Testo citato:
Luci al neon e musiche elettroniche per un film molto particolare che trasporta il tono dei manga nel cinema americano

Death Note

24.08.2017 - Autore: Marco Triolo (Nexta)
Adam Wingard è senz'altro una delle voci più interessanti del nuovo panorama horror americano, e lo resta nonostante il passo falso di Blair Witch. Hollywood se ne è accorta e gli ha affidato il suo primo progetto ad alto budget, Godzilla vs. Kong, un film che rischia però di seppellire il suo stile molto personale sotto una tonnellata di note dei produttori. Ma prima dello scontro tra i due colossi del cinema di mostri, Wingard ha lavorato a un altro progetto su commissione, Death Note. In uscita direttamente su Netflix, il film è molto atteso soprattutto dagli appassionati di manga, essendo tratto dal celebre fumetto di Tsugumi Oba e Takeshi Obata. Un'opera di culto che ha già generato una serie animata, quattro film e una miniserie TV in Giappone.

 
La versione americana, come da tradizione, occidentalizza ambientazione e personaggi, ma si mantiene molto fedele al tono dei manga. Sembra di vedere davvero un manga in versione live action e con volti americani: il passo è quello dei fumetti giapponesi, dotati di ritmo forsennato, psicologie dai tratti forti e drammatici e con una tendenza a ragionare per assoluti, concept e personaggi sopra le righe con tratti grafici molto distintivi. Di conseguenza, è necessario mettersi nel giusto stato d'animo per godere di Death Note, che non intende certo essere una visione “realistica” (come spesso accade con questo tipo di adattamenti) del manga.
 
E in questo funziona molto bene. Wingard sa come mettere in scena una bella storia horror movimentata e divertente, con protagonisti iconici (si veda la Sharni Vinson di You're Next o il Dan Stevens di The Guest) e un'atmosfera tra il moderno e il vintage (le musiche elettroniche di Atticus e Leopold Ross sembrano rubate a un film di John Carpenter). Gli elementi derivativi, come ad esempio le morti elaborate che provengono chiaramente dalla saga di Final Destination, non sono abusati, ma rientrano fluidamente nell'universo visivo del film. Che combina manga e anime con certi horror di ambientazione liceale anni '90, aggiornandoli.

Estratti dei record:
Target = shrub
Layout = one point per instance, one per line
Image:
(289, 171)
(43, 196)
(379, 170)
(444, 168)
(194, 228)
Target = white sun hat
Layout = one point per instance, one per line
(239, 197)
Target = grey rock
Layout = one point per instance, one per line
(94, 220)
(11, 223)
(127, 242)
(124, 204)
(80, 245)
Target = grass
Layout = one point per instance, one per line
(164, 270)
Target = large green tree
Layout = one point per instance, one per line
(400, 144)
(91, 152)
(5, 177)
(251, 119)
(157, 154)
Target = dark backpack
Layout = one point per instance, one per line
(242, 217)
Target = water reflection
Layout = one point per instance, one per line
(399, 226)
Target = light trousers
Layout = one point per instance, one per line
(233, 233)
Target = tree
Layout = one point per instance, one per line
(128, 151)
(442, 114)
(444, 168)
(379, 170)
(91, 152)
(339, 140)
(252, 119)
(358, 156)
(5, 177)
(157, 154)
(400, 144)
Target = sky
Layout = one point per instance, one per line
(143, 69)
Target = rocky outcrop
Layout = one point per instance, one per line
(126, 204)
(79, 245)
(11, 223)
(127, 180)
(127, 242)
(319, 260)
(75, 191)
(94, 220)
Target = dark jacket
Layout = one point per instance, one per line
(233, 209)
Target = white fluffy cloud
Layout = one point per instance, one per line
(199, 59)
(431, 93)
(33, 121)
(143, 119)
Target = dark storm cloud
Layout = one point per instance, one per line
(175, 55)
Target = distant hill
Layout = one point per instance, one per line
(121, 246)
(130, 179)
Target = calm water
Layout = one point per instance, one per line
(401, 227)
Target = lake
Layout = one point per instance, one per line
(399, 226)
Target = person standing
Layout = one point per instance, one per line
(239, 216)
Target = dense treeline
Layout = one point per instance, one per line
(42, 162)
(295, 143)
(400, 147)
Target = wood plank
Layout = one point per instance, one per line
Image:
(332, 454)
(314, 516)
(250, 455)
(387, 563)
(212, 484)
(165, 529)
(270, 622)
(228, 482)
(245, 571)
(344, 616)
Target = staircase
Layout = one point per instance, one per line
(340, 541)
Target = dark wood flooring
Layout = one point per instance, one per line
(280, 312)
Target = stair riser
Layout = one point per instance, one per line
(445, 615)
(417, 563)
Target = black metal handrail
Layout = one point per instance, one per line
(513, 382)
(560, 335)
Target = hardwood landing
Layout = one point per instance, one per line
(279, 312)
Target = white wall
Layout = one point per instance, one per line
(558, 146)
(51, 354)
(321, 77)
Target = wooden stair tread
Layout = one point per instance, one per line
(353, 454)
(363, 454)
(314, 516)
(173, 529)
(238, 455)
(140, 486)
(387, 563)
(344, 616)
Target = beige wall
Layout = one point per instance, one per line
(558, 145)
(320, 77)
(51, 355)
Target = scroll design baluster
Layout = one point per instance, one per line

Compiti richiesti:
[a] Rispondi in base alla recensione di Death Note:
(i) Quale progetto ad alto budget ha affidato Hollywood a Wingard?
(ii) Chi firma le musiche elettroniche del film?
(iii) Su quale piattaforma esce il film?
[b] Per favore, riprendi la recensione di Death Note dopo l'ultima frase e prosegui con qualche riga nello stesso tono.
I record non servono per svolgere il lavoro.

Risposte fornite:
[a]
(i) Godzilla vs. Kong.
(ii) Atticus e Leopold Ross.
(iii) Netflix.

[b]
Wingard ha scelto piuttosto bene anche il cast: Nat Wolff e Margaret Qualley, nei ruoli dei due teenager che vengono in possesso del Death Note, un diario dà il potere di uccidere chiunque si voglia scrivendone semplicemente il nome su una pagina, sono perfettamente “strani” e fuori dal coro. Lakeith Stanfield, nel ruolo del detective prodigio “L”, cavalca un sottilissimo confine tra il bizzarro e il gigione, ma ben si adatta a questo mondo fumettistico. Willem Dafoe interpreta il demoniaco Ryuk, possessore del diario (a cui dà la voce e i movimenti del viso via motion capture) dal peculiare senso dell'umorismo. A rubare la scena, comunque, è spesso Shea Whigham nel ruolo del padre di Light (Wolff), poliziotto segnato da un trauma. Whigham è un ottimo caratterista che negli ultimi anni sta emergendo grazie a una serie di ruoli in Boardwalk Empire, Agent Carter, Fargo e ora anche la terza stagione di Narcos (sempre per Netflix).
 
Illuminata da luci al neon viola, ormai sinonimo di “anni '80”, la fotografia di David Tattersall (i prequel di Star Wars, Speed Racer, Il miglio verde) dona al film un tono liquido da techno-noir. Netflix non ha chiaramente badato a spese e il risultato, pur con qualche limite da film per la TV di lusso, è un'opera curiosa e piacevole, che non inventa nulla ma che ha il pregio di trasportare il mondo dei manga e degli anime nel cinema americano senza, per una volta, snaturarlo.

 
Death Note sarà disponibile su Netflix dal 25 agosto.